§ 短い問題 A: 土砂災害のしくみについての文章によると、土砂災害のうちもっとも大規模なものは何ですか？
§ 短い問題 B: 土砂災害のしくみについての文章にある「岩盤すべりは全く新しいところに発生するので、事前に発見することが難しい。」という一文を英語に訳してもらえますか？
§ 短い問題 C: 土砂災害のしくみについての文章を、最後の文のあとから書き継いでください。

土砂災害のしくみ

岩松 暉(『消防科学と情報』,No.60, 8-11, 2000)


1.土砂災害とは

 土砂災害と一口に言ってもいろいろある。一般には地すべり・がけ崩れ(崩壊)・土石流と分類される。この分類には自然現象としての地すべり等々と、社会現象としての災害とを混同している本質的な欠点がある。無人島でがけ崩れがあっても、それは浸食作用という単なる地質現象に過ぎず、災害と言わないからである。しかし、ここでは慣例に従っておこう。

2.地すべり

 土砂災害のうち、もっとも大規模なものが地すべりである。家や田畑を乗せたまま動くことすらある。地すべり等防止法は、「土地の一部が地下水などに起因してすべる現象またはこれに伴って移動する現象」と定義している。法律を起案した人たちが水文地質学者だったため、地下水の役割を強調したものであろう。その他、人によってさまざまな定義が与えられている。共通項を探ると、泥岩や結晶片岩あるいは温泉余土などの特別な地質条件のところで、重力の作用によって塊状を保ちながら比較的ゆっくりとすべる現象であり、降雨や融雪期に地下水の急激な増加によって発生する。また、明確な分離面をもち、しばしば地すべり粘土を伴う。一度すべってしまうと免疫を獲得し、しばらくは安定する。なお、現在見られる地すべりの多くは、氷河期など地すべり多発時代に発生した古い地すべりが再活動したものという。したがって、古い地すべり地を地形から判読すれば、その中に活地すべりが含まれる。建設省・農水省等の地すべり指定地がそれである。
 前述のように、地すべりの動きは緩慢なため、前兆現象が認められてから避難しても間に合うので、大規模な割には死者を伴うことは少ない。前兆現象としては、頭部に亀裂が入ったり、末端部でせり出したりといった変状がある。地下で地面が滑るわけだから、草や木の根が断ち切られて枯れたり、木の幹が曲がって生長したり、井戸水が濁ったりすることも多い。もっとも変状といっても、平常の状態を知らなければ異常かどうか判断できないわけである。地すべり指定地に住む人は、常日頃、裏山を見回り、注意深く観察することが重要である。
 なお、近年道路切り土法面で、応力解放に伴う岩盤すべりが発生し、事故を引き起こす例が見られるようになった。岩盤すべりは全く新しいところに発生するので、事前に発見することが難しい。

§ 与えられた情報:
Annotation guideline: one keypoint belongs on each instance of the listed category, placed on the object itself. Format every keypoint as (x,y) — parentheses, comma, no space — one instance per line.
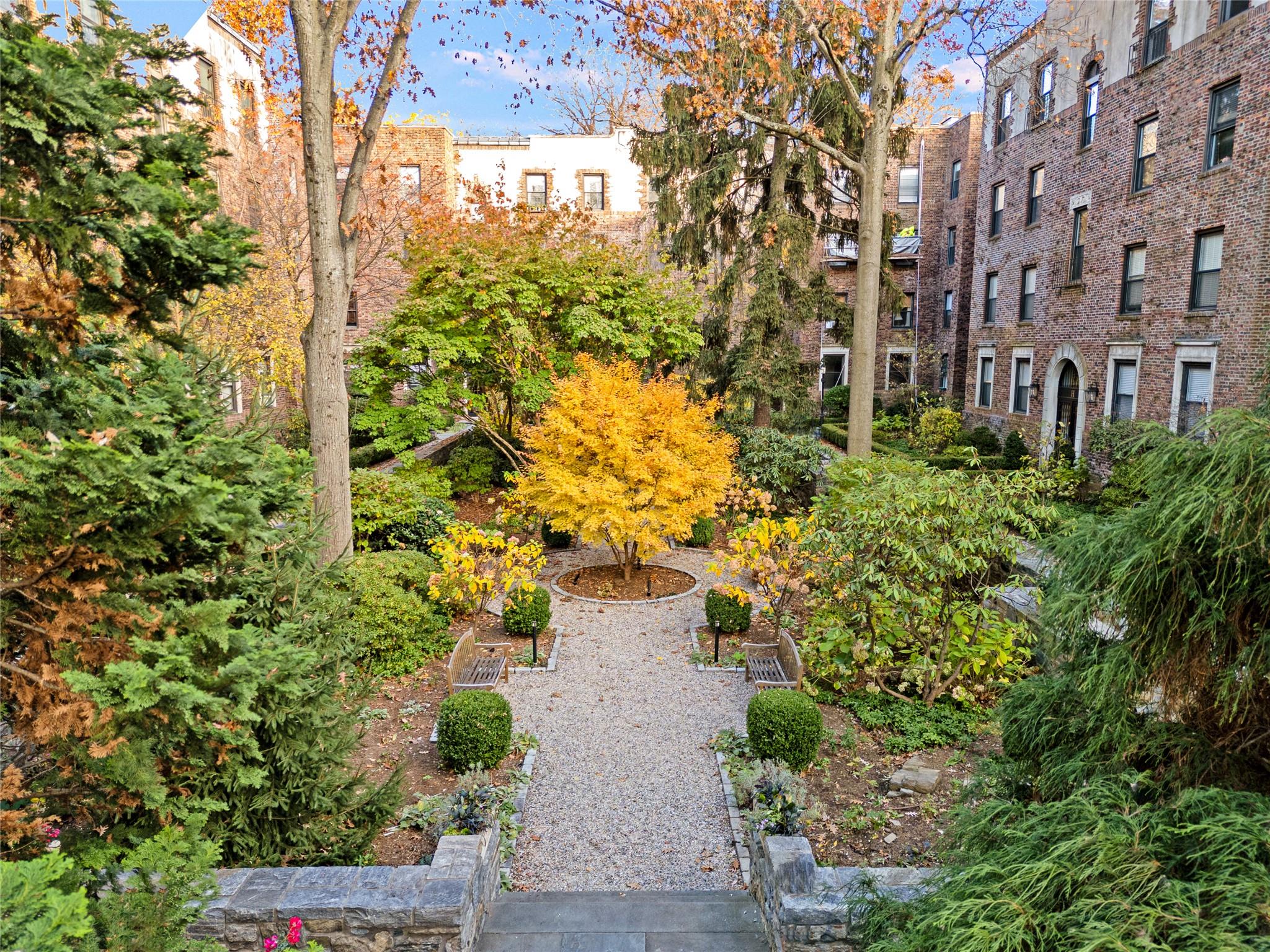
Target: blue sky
(477,82)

§ 記述回答 A: 地すべりです。

§ 記述回答 B: Rock slides occur in entirely new places, so they are difficult to detect in advance.

§ 記述回答 C:
3.がけ崩れ(崩壊)

 がけ崩れ(崩壊)とは、地質の如何に関わらず急傾斜地で、斜面表層物質が急速に滑落する現象である。比較的小規模だが、群発する傾向がある。豪雨や地震が誘因となって発生する。
 がけ崩れのしくみは単純である。岩石が風化して植生が繁茂すると土壌が形成される。土壌は団粒構造を持ち、空気や水を保持するから、植物の生長には好都合だが、力学的には弱い。したがって、表土層がある程度の厚さになると、斜面の傾斜との関係で、耐えきれなくなり崩壊する。それががけ崩れである。
 もちろん、岩石種によって風化の進行に遅速はある。シラスのようにもともと軟弱なものや、花崗岩のように粗粒でかつ風化しやすい雲母や長石を多く含む岩石では、岩石の劣化や風化が早いから、しばしば崩壊が発生する。しかし、岩石が風化し植生が繁茂するのは自然の摂理ゆえ、どのような岩石でも起こり得る。地質の如何に関わらずと述べた理由である。したがって、風化や劣化の進行速度、すなわち表土の形成速度と斜面の傾斜角との関係で、崩壊の発生周期が決まる。地質学では昔から崩壊輪廻と呼んできた。すなわち、緑豊かに大木が繁っているところが、そろそろ危ないところである。もちろん、急傾斜のところほど厚い表土を保ち得ないので、周期が短い。
 先に述べたように、がけ崩れの場合、土砂が急速に滑落するので、前兆現象を知ってからでは避難する余裕がほとんどない。それ故、崩壊輪廻などを用いて危険個所をあらかじめ調べておき、防災対策を講じておくことが肝要である。とくにがけ下地の住民には、危険地であることを周知しておかなければならない。一方、住民は大雨時には雨の降り方に注意を払い、警戒雨量に達する前に機敏に避難するように心がけることが大切である。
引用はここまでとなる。